| SOURCE EXTRACT |

In fact, the numbers have gone far beyond.
During the contract period between Feb. 21, 2007, and Feb. 21, 2008, the firm has billed -- and the city has paid -- a total of $381,328 in legal fees for 2,342 hours of work claimed, city records show.
That's a figure more than twice the amount billed during the last three years that Kahn, Soares & Conway of Hanford was the city's legal counsel. The number of lawyer and paralegal hours claimed in a year also nearly tripled since Dowd's firm took over the job last February, city records show.
In fact, the amount is higher than the city has ever paid before.
'Everybody walked away from the table happy.'
The attorneys at Dowd's law firm's charge an hourly rate ranging from $115 to $215, with Dowd charging the highest. When his firm took over last year, Dowd called his $215-an-hour fee a "gift" to the city.
But city documents show Hanford's legal representation cost skyrocketed when Dowd's law firm took over.
Hanford was previously represented by attorney Michael Noland with Kahn, Soares & Conway for 18 years until the fall of 2006.
According to the city, a retainer agreement with Noland paid his firm $6,000 a month for routine legal matters and $165 an hour for special matters, such as litigation and real estate matters.
Between 2003-2006, the city spent an average of $159,304 a year for legal representation by Noland.
Dowd's law firm is far more expensive.
Over the past year, Dowd's law firm charged the city an average of $31,865 a month, while Noland charged the city $13,274 a month during the last three years of his city representation.
Dowd's law firm billed the city of Hanford for 2,342 hours in lawyer and paralegal services between February 2007 and February 2008. That represents 2.6 times the hours seen in a typical work year when Noland was the city attorney, billing records turned over by the city show.
The figures came to light as the result of California Public Records Act requests The Sentinel filed late February through March, and inspection of the records with a certified public accountant.
Dowd justified the bill, saying it's a cost associated with the unexpected amount of litigation and doing the job the right way.
"There have been no expenses incurred by us but for that which was either required of us or expected of us by our client," Dowd said.
The city council members maintained that it's money well spent because various lawsuits were nipped in the bud through Dowd's representation.
"I will say that our last negotiation he did was done quickly," said City Councilwoman Marcie Buford. "It was a first-class job. Everybody walked away from the table happy."

(Items from a dataset)
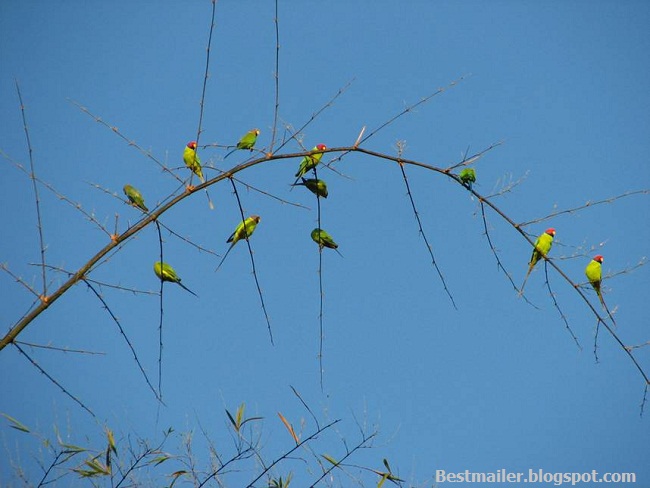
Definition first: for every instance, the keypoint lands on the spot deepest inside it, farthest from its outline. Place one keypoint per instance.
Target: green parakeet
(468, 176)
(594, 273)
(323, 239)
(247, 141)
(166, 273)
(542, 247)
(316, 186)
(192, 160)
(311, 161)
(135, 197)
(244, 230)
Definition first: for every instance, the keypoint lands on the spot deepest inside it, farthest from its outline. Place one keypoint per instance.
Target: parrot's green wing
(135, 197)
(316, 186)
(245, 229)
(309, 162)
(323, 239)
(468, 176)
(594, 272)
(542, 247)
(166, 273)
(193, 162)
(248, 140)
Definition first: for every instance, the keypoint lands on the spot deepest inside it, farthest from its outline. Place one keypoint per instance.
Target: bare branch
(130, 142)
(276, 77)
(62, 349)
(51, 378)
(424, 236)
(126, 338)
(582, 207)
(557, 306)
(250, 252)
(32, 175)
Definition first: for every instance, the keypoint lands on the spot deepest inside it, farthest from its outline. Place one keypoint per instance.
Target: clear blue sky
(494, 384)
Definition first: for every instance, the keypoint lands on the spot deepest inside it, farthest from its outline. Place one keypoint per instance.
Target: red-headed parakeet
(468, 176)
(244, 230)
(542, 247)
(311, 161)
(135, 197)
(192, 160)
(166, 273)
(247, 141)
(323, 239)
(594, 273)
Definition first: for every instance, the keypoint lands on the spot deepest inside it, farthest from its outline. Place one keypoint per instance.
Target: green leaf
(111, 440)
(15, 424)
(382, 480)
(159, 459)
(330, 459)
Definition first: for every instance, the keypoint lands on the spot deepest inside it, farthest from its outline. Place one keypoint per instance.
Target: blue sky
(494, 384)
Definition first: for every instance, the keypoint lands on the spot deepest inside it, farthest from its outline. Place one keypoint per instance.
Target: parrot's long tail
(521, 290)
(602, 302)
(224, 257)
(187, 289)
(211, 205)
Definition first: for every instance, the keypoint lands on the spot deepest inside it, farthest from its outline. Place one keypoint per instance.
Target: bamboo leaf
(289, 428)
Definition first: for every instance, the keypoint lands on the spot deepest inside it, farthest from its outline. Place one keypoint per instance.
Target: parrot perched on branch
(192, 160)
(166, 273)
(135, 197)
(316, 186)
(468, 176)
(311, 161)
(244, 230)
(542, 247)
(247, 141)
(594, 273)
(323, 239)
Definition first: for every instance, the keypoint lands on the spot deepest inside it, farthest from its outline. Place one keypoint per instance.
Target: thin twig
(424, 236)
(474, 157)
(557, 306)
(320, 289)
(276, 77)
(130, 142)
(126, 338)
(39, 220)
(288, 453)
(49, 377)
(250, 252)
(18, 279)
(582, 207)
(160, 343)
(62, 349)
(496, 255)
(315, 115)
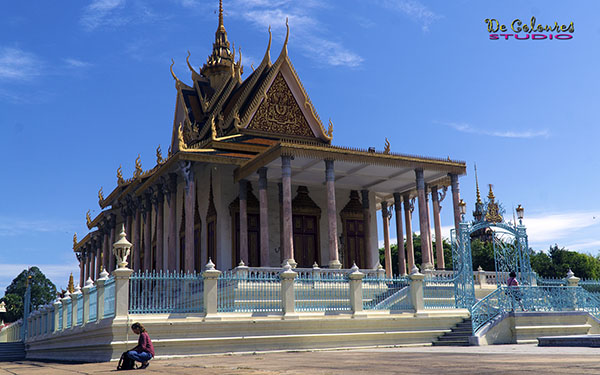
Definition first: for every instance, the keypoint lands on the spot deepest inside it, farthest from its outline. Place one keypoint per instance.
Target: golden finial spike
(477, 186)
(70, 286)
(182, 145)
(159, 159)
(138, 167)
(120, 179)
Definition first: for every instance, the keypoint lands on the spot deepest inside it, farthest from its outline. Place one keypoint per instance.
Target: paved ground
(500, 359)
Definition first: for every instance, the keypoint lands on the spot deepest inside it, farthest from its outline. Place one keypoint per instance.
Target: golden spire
--
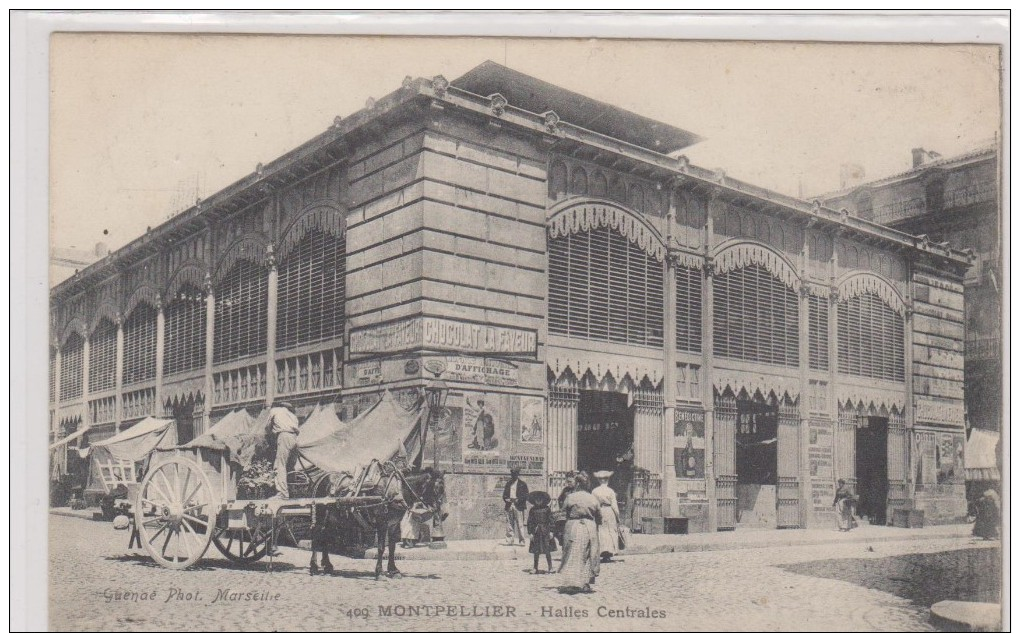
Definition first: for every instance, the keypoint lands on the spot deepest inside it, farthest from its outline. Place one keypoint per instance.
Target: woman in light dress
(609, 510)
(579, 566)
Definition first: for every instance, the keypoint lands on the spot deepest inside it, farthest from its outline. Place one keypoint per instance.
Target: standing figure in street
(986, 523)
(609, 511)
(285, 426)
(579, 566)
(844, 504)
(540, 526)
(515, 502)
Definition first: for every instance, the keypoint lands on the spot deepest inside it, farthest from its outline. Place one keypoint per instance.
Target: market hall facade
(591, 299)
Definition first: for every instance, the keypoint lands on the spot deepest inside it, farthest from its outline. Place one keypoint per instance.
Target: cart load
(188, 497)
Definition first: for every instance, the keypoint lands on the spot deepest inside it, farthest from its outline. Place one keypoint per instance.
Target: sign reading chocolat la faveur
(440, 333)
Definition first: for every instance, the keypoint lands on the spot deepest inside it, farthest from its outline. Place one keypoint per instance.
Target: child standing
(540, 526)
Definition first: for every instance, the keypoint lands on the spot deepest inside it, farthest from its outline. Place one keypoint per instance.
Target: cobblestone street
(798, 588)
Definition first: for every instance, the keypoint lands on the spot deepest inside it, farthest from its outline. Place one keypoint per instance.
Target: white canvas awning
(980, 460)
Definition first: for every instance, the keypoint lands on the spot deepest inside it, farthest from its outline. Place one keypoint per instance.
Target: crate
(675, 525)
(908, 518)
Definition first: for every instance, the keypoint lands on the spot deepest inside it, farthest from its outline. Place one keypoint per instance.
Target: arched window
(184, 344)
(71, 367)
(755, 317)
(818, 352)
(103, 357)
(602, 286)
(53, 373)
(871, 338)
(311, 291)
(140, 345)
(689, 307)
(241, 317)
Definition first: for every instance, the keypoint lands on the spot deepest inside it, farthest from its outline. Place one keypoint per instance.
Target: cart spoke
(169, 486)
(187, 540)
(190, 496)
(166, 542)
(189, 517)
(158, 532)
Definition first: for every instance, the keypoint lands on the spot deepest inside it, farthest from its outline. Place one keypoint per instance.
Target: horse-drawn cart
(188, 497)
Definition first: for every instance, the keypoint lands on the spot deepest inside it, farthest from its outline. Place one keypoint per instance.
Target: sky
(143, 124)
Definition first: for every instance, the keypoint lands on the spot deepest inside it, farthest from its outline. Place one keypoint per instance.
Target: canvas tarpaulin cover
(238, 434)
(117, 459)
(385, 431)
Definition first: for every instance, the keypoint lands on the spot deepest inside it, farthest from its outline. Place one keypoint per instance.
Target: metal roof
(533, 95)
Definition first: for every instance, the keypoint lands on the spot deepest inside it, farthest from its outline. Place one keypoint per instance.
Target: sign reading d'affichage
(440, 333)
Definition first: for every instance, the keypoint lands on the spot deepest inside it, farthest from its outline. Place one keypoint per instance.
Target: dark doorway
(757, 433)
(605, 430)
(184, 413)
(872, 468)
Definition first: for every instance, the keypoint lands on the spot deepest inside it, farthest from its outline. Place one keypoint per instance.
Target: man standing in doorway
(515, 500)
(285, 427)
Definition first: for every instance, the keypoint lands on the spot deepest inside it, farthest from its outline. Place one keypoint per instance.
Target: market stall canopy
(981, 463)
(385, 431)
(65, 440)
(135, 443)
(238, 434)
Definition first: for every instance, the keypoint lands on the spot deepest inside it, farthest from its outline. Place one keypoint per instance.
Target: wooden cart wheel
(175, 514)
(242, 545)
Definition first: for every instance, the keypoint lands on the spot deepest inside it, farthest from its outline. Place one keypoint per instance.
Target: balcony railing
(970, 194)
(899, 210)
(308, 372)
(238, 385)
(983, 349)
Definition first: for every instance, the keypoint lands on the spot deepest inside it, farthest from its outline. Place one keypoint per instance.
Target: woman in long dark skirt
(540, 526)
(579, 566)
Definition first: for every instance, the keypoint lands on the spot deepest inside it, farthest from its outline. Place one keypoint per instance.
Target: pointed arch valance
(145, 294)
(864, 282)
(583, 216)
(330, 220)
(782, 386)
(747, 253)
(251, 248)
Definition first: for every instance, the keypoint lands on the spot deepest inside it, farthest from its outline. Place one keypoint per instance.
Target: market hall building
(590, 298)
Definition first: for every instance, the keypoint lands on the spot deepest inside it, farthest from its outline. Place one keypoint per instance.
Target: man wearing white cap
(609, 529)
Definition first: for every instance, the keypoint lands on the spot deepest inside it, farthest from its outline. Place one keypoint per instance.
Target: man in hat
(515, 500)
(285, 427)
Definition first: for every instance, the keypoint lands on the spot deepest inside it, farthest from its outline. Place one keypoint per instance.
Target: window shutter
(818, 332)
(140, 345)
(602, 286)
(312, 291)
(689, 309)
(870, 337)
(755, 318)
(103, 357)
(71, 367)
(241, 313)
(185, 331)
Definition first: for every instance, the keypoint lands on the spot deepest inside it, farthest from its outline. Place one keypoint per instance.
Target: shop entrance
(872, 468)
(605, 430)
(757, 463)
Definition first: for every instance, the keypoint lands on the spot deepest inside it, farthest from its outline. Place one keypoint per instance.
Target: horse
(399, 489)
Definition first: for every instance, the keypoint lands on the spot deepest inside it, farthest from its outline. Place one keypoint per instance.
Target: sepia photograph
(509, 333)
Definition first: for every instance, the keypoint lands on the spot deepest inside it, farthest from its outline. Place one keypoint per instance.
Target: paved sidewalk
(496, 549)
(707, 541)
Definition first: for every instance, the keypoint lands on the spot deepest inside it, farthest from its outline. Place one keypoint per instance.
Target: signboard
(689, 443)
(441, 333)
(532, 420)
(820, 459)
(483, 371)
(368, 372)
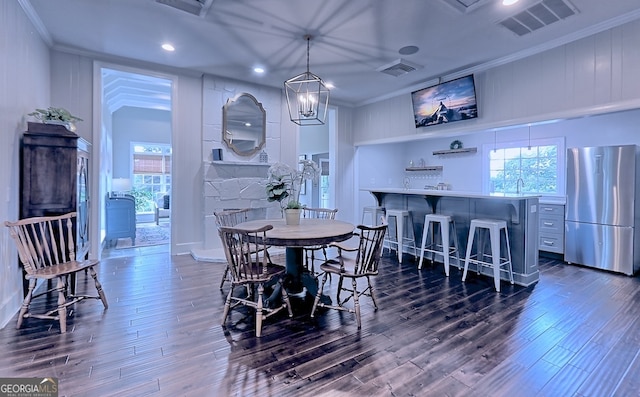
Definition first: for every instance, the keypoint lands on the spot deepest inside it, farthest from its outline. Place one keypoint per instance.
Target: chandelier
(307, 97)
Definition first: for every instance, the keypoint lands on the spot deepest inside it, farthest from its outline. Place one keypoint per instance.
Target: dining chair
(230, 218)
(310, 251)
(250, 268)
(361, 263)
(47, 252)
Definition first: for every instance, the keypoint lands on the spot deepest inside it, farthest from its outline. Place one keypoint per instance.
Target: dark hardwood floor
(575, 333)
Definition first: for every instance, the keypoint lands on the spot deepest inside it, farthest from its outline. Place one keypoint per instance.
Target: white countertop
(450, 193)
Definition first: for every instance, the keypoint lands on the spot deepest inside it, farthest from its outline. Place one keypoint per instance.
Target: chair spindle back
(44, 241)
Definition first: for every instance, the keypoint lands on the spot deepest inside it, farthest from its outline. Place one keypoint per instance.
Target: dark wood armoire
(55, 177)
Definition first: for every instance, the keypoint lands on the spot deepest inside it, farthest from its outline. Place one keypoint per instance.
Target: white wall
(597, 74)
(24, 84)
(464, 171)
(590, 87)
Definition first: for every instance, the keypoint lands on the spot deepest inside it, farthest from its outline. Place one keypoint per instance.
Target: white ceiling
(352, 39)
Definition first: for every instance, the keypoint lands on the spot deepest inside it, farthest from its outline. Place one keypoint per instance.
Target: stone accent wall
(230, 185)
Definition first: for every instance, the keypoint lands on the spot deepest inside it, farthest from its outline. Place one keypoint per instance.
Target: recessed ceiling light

| REQUIREMENT |
Write the next few paragraphs of the article about Hanford's legal bills, starting after its final quote from Councilwoman Marcie Buford.

| EXERCISE RESULT |
Buford said Dowd has proved over the year that his work is worth the money.
"It's money well spent. I wasn't a believer at first," she said. "I wasn't convinced of the kind of expertise we were getting for the amount of money he was asking for. Now I am."
But the way Dowd's law firm has been compensated, and the way the city council allowed it, is criticized by at least a couple of legal experts who questioned the mid-year contract change that allowed Dowd's firm to get paid more for less work. Both called it unethical, and one went as far as to call it a "rip-off of taxpayers."
Meanwhile, an elusive question remains: What did the $250,000 spending cap ever mean to people? The answer to the question is woven amidst the tangled web of contract legalese, fine print and a behind-the-scenes tacit agreement among officials that $250,000 wasn't at all the final number.
Yet the money spent to pay for the city's heavy legal bills comes from local coffers and local taxpayers.
So why not recruit a pool of law firms with reasonable experience in municipal government law with a reasonable price, and hire one that offers the biggest bang for the buck?
The city council did actually conduct a "request for proposal"-based search after Noland resigned.
As a result, 11 firms submitted proposals in December 2006.
But familiarity, rather than cost and experience, seemed to be the city council's utmost priority.
Council members ended up hiring Dowd, who had successfully bailed them out of the open meeting law violations earlier in the year.
It was then revealed that his law firm was under criminal investigation during the recruitment process for alleged fraud committed by one of its paralegals, and that Dowd's wife had made a campaign contribution to Mayor Joaquin Gonzales, who sat on the subcommittee that recommended Dowd's hiring, an obvious conflict of interest issue.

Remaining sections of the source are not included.